> [Document passage]:
Following Macbeth, which was staged
at the Lafayette Theatre in Harlem, Houseman and Welles took over
the Maxine Elliot Theatre on Broadway to produce two more scintillating
versions of classic plays: Horse Eats Hat, a wild adaptation
of a 19th-Century Labiche farce featuring the young Joseph Cotten,
and Christopher Marlowe's Doctor Faustus, directed by
and starring Welles in the title role (his first leading part
in New York).
Faustus
was by all accounts a mesmerizing retinterpretation of a great
classical play, with Jack Carter (the black actor who played Macbeth)
turning Mephistopheles into a dignified, bemused portrait of evil,
and with Welles indulging his weakness for heavy makeup along
with his lifelong passion for magic in the way he staged the episode
involving the Seven Deadly Sins. The Federal Theatre was now on
a roll. Critics were calling it the "greatest producer of hits"

> [Extracted data]:
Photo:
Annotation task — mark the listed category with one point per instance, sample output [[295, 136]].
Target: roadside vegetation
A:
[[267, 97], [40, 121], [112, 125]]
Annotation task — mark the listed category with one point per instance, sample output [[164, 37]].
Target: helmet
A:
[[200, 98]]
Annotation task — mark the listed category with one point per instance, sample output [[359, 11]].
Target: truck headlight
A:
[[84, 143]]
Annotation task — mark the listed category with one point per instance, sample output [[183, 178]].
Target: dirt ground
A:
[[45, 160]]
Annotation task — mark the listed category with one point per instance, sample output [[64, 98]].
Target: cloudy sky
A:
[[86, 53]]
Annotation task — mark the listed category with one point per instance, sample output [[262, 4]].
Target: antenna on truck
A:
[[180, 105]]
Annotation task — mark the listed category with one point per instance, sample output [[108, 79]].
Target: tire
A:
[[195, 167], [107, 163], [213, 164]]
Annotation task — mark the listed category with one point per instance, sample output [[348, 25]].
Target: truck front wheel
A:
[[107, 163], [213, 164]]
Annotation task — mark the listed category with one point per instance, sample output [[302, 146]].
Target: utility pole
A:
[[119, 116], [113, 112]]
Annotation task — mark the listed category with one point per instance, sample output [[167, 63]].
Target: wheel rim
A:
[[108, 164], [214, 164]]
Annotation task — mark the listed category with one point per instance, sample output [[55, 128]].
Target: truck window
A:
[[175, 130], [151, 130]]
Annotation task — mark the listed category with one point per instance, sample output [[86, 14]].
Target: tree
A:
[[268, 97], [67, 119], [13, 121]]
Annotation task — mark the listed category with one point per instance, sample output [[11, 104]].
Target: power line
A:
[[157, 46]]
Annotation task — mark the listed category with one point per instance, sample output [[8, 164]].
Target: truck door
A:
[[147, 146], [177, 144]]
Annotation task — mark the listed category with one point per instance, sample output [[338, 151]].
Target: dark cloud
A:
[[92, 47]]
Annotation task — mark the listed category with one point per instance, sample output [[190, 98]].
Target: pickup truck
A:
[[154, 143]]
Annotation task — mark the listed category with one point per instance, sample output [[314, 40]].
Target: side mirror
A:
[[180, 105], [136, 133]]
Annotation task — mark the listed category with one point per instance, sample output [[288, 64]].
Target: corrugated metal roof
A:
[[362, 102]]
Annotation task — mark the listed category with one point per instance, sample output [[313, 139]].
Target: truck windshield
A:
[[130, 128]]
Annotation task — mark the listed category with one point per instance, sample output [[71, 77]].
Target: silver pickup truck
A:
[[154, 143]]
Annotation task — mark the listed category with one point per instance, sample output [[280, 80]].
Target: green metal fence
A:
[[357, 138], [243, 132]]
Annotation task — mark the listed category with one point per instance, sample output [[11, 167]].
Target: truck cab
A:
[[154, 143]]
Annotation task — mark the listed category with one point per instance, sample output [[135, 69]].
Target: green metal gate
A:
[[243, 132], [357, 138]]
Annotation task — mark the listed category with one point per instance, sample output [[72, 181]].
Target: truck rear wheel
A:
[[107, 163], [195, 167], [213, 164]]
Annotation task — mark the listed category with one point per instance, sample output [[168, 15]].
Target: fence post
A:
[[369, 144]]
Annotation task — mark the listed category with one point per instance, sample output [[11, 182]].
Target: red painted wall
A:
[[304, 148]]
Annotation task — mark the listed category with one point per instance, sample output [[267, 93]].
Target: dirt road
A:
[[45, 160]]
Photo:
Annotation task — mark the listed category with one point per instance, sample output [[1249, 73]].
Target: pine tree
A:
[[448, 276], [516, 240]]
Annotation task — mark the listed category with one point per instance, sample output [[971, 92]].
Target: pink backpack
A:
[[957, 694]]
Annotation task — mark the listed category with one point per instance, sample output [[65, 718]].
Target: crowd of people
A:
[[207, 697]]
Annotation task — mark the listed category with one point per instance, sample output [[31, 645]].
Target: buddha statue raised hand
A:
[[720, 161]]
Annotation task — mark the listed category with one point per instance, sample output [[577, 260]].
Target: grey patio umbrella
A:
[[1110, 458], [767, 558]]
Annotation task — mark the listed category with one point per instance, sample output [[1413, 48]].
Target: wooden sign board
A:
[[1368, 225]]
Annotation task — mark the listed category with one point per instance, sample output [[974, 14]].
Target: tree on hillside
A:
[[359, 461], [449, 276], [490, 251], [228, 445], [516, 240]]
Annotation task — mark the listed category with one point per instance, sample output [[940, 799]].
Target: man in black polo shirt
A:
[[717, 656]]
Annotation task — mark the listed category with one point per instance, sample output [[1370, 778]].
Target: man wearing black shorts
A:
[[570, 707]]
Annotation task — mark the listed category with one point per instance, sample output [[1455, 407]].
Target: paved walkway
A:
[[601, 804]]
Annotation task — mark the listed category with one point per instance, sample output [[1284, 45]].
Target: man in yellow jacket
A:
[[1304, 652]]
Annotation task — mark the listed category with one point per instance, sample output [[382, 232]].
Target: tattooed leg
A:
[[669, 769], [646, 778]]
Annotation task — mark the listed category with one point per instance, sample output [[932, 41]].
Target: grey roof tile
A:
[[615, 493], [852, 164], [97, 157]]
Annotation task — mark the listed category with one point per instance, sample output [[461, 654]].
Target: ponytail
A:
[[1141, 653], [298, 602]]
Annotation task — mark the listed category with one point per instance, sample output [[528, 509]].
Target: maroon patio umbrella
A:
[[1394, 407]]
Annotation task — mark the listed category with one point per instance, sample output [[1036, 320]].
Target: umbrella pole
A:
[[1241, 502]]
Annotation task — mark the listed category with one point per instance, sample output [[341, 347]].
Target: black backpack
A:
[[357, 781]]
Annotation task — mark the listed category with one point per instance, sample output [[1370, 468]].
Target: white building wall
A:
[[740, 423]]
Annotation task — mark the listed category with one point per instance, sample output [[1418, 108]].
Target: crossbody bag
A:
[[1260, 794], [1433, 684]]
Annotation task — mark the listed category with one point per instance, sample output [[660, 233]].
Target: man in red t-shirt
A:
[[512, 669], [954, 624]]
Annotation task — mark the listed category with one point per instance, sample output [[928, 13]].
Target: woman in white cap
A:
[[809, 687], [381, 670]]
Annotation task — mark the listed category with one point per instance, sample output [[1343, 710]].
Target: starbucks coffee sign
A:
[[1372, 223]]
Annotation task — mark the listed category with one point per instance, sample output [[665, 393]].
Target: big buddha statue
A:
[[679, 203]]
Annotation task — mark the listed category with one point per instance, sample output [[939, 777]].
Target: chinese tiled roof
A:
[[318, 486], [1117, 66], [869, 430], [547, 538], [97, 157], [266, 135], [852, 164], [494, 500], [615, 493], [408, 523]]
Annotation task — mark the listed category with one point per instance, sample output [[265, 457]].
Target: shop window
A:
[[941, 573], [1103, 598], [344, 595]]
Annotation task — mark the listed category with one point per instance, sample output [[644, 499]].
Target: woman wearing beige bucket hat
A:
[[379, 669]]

> [Your tasks]:
a. Name every real person mentioned in the theater history passage, not counting characters from the plays.
b. In the theater history passage, which Broadway theatre did Houseman and Welles take over after Macbeth?

> [Solutions to the tasks]:
a. Houseman, Welles, Labiche, Joseph Cotten, Christopher Marlowe, Jack Carter

b. The Maxine Elliot Theatre.